# start of Exercise material

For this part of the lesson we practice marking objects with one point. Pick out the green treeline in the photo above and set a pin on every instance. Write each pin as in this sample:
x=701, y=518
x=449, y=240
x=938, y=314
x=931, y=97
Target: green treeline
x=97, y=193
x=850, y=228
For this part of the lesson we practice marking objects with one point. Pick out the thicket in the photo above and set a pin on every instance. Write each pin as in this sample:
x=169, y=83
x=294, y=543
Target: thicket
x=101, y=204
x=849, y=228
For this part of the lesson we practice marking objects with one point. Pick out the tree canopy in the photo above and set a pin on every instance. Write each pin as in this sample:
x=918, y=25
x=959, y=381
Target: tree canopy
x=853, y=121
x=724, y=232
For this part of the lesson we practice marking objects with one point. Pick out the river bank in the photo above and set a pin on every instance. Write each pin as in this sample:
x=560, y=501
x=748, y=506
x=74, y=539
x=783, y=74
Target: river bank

# end of Exercise material

Write down every line of the data exactly as it appears above.

Task response:
For this part of the lesson we practice marking objects with one point. Pick out the green treeline in the photo above and set a pin on every instance. Write each pin as in this sample:
x=701, y=518
x=449, y=240
x=938, y=314
x=931, y=97
Target: green treeline
x=97, y=193
x=850, y=228
For this part of the lesson we practice marking objects with one point. Pick out the thicket in the photo above and set a pin on every instance. Write each pin as in this sample:
x=169, y=83
x=294, y=543
Target: thicket
x=101, y=204
x=849, y=228
For this part of the lesson we practice marking objects with one point. Pick out the tree canopy in the photo above and set a pin on every instance. Write each pin as in this sample:
x=918, y=25
x=959, y=381
Target: tree canopy
x=853, y=121
x=724, y=232
For this part of the lesson we practice marking objects with one point. Pick out the river bank in the photo above and set a pin on every instance. Write each pin as in this sample:
x=560, y=501
x=748, y=506
x=74, y=539
x=783, y=74
Target: river bank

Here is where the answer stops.